_Image point grounding data_
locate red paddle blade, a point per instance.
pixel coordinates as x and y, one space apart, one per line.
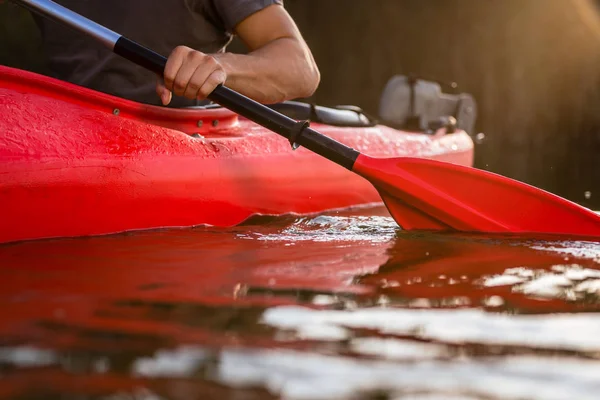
434 195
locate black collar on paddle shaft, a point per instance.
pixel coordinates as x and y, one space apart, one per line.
297 132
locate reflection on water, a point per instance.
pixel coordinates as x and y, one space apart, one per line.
339 306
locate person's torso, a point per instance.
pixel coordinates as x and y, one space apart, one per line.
160 25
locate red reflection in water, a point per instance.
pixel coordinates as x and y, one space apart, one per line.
116 299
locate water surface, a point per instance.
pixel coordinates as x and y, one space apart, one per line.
338 306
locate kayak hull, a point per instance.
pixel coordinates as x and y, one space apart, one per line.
75 162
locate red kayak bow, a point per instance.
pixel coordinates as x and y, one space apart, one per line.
420 194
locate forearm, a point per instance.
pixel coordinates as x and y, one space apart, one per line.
283 69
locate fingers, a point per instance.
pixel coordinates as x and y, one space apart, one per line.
164 93
216 78
191 74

_Problem details_
For this exercise, return the data above exactly and leave every picture out.

_Solution to this exercise_
locate red paddle blade, a point per instance.
pixel coordinates as x and y, one space apart, one per line.
434 195
locate black collar on paddle shaft, a point per instance.
pixel coordinates as x and y, one space apart, one per line.
297 132
locate reflection on water, a point per instance.
pixel coordinates as x and y, one space apart, one per line.
339 306
locate person's torso, a point per instance.
pixel coordinates as x and y, one space apart, one per line.
160 25
locate red reflection in water, a point per instance.
pixel coordinates as x and y, one space apart, one per line.
116 299
locate water surface, a point per instance.
pixel coordinates as x and y, one space apart, one per line.
338 306
locate kayak hull, a point per instance.
pixel coordinates as x and y, one space apart, one per line.
75 162
locate red kayak bow, a point per instance.
pixel coordinates as x and y, one space apart, one per line.
420 194
locate forearm, a point per instance.
pixel coordinates as x and y, one space apart, one per line.
283 69
locate fingers, a point per instance.
pixel coordinates as x and y, one space apart, one per line.
164 93
216 78
191 74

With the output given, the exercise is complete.